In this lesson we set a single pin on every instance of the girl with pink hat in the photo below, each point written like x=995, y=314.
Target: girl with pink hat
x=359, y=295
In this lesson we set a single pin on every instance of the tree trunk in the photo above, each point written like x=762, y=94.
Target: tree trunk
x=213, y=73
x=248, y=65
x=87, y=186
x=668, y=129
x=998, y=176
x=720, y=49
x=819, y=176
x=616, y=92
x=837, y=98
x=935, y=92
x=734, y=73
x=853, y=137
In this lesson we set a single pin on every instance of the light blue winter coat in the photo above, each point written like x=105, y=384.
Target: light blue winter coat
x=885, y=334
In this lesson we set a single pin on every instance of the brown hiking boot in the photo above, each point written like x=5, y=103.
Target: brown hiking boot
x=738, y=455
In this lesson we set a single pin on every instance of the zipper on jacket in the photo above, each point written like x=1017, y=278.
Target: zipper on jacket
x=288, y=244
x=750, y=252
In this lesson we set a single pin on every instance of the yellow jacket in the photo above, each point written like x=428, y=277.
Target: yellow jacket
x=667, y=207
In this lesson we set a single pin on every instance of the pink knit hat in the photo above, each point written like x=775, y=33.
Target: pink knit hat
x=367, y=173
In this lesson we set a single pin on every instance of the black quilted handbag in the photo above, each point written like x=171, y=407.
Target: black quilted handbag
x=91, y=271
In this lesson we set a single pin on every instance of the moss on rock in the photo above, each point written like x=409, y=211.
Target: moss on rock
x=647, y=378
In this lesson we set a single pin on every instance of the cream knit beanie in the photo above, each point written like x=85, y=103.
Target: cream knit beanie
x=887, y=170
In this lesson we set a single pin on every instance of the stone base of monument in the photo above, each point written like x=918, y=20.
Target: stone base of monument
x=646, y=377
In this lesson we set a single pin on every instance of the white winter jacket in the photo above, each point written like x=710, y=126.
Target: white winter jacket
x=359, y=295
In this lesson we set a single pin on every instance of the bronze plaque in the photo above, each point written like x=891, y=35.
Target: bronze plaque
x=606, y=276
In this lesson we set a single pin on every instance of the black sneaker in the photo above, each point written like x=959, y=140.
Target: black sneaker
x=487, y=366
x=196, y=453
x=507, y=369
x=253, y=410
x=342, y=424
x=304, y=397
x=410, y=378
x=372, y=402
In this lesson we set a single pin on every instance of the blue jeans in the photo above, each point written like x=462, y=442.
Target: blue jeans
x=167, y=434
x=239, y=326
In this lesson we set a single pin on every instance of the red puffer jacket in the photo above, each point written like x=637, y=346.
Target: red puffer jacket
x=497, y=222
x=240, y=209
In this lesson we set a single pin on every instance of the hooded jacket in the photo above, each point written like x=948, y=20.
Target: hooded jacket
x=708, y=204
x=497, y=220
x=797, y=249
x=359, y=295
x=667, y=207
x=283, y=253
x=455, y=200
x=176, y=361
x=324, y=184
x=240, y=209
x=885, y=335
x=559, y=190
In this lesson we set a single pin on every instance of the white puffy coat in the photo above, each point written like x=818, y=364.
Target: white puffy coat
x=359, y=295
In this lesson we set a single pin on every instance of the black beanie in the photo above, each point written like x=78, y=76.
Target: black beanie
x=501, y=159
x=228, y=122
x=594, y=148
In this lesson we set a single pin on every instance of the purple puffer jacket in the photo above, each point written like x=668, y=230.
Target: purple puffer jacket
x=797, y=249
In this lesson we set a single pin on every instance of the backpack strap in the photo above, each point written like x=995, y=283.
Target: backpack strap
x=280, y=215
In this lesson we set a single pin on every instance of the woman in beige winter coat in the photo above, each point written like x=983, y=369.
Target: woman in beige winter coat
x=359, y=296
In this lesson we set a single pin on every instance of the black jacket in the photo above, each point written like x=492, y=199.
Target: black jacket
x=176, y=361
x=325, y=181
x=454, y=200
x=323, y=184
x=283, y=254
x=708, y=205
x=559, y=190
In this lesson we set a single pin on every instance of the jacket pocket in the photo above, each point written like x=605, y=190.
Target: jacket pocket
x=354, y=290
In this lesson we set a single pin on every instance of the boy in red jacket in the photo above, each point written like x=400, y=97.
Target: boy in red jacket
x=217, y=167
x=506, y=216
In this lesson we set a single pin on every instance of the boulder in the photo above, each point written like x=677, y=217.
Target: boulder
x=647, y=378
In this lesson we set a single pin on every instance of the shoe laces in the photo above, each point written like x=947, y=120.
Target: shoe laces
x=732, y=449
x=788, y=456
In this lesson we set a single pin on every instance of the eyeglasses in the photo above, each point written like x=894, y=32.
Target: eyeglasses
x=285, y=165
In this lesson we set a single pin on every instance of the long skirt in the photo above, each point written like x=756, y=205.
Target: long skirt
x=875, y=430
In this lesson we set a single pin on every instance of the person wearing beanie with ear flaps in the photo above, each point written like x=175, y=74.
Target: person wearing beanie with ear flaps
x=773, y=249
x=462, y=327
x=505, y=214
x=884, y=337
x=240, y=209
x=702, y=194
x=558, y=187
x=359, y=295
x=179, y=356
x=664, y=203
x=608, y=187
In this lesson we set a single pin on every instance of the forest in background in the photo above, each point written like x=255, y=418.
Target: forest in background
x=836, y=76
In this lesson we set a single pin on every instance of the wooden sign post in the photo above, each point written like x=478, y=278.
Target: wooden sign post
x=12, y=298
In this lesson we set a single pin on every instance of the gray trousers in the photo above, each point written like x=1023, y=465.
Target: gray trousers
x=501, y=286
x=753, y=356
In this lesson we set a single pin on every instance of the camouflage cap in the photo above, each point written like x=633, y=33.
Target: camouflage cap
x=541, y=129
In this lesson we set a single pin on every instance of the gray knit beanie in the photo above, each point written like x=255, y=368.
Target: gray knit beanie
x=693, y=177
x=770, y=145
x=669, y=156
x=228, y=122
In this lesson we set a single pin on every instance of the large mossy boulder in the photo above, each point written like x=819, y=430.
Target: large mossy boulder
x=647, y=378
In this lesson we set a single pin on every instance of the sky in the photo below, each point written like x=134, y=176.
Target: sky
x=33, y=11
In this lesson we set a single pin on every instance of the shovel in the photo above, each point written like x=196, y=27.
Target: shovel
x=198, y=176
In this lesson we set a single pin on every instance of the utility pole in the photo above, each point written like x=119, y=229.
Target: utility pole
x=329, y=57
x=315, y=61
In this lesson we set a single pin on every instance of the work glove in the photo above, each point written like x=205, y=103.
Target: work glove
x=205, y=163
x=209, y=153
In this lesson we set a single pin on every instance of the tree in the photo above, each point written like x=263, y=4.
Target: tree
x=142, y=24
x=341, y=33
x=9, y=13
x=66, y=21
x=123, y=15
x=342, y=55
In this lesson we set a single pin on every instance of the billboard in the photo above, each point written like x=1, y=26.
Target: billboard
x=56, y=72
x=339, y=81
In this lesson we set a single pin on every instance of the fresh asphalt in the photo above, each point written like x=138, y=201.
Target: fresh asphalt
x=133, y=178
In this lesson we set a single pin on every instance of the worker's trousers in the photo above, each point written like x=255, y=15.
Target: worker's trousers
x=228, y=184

____________________

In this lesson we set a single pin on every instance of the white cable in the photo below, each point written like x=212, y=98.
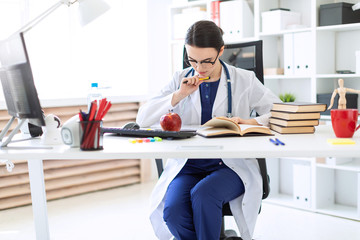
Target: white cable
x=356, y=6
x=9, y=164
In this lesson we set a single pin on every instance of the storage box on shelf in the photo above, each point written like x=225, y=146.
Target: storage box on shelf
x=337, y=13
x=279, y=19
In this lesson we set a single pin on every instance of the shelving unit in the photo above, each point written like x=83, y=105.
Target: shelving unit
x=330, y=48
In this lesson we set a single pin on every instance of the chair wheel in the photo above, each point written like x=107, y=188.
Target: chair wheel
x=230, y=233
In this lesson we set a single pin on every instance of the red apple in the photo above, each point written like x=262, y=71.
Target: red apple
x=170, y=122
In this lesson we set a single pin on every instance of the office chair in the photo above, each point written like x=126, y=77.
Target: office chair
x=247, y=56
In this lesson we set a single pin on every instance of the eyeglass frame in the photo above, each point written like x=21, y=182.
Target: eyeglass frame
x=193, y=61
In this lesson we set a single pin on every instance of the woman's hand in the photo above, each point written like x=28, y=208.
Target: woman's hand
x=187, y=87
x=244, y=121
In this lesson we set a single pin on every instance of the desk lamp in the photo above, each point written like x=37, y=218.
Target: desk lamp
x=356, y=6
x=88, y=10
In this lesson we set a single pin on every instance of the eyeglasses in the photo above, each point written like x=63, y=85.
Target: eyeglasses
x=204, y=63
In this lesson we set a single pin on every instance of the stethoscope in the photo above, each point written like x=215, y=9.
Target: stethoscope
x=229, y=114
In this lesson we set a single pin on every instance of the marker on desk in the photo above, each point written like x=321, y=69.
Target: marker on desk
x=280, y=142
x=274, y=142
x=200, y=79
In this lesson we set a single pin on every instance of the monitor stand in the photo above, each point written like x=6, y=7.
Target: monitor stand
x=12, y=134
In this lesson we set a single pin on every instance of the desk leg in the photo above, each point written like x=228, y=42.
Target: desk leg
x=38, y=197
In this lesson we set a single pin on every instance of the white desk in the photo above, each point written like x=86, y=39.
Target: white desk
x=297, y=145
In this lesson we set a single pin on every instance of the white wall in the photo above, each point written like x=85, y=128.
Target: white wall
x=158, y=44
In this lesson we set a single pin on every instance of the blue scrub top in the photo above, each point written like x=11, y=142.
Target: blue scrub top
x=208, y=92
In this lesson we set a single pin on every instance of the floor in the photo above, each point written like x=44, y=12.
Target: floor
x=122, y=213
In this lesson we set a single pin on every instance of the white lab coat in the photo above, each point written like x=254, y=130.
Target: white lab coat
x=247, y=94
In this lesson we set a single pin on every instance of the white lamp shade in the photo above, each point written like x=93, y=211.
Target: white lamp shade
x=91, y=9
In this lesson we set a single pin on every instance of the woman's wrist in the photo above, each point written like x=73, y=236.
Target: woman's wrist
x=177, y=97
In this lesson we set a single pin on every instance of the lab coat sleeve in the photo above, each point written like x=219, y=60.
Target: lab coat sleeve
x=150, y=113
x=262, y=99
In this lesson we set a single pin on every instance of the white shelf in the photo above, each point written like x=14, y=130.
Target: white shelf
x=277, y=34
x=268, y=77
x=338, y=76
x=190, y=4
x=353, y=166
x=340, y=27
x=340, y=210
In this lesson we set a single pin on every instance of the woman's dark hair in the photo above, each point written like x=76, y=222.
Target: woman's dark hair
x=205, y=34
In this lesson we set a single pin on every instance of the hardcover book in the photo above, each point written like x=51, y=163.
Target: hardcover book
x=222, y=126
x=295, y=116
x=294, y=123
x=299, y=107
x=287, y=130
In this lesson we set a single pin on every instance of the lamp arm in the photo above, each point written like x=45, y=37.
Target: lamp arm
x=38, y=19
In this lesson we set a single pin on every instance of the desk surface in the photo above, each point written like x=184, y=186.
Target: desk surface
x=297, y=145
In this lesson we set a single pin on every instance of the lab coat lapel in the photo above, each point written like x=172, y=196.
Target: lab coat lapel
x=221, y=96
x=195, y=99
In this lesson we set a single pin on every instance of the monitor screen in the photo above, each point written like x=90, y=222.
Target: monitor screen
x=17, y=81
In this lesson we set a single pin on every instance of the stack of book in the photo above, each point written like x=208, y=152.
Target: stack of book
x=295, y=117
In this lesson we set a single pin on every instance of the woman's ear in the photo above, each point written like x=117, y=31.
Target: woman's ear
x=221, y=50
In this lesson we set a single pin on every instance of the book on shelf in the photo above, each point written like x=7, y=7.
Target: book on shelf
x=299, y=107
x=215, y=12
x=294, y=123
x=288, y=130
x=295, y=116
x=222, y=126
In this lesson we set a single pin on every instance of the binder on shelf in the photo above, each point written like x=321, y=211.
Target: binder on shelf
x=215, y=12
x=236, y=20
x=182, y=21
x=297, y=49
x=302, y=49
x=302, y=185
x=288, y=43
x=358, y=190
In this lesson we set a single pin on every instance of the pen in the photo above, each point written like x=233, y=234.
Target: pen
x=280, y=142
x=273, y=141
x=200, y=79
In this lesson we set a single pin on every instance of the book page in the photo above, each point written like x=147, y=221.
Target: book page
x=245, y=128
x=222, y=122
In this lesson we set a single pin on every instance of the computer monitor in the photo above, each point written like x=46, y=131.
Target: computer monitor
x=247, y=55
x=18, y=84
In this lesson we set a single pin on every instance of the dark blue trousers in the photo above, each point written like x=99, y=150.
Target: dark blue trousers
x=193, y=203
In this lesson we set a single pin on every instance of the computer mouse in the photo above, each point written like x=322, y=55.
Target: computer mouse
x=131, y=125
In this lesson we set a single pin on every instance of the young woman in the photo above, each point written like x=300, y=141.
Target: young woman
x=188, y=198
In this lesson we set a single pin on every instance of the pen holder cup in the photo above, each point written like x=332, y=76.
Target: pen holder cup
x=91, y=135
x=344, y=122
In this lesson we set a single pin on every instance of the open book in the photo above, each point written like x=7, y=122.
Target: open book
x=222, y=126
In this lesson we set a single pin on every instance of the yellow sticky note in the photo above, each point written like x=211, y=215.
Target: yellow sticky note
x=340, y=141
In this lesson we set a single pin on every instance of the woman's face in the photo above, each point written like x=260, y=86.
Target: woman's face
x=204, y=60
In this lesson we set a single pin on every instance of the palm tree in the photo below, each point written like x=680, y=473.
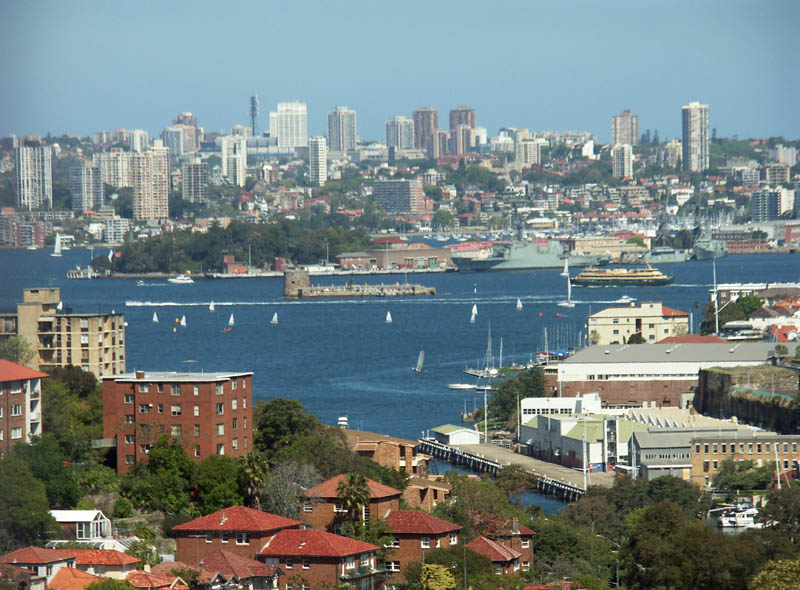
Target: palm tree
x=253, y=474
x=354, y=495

____________________

Task instructions -
Above are the records; copy each line from them that includes the string "below".

Exercise answer -
In this lesson we set a single pin on every instance of the girl with pink hat in the photo below, each point written like x=995, y=314.
In this lesson we set a single pin on every instance of the sky in the photo below, each point written like x=134, y=176.
In this lesson we set a single pin on every instance of the white cable in the photo below, each point written like x=212, y=98.
In this lesson we set a single pin on every instance of the palm tree in the photo below, each point written like x=680, y=473.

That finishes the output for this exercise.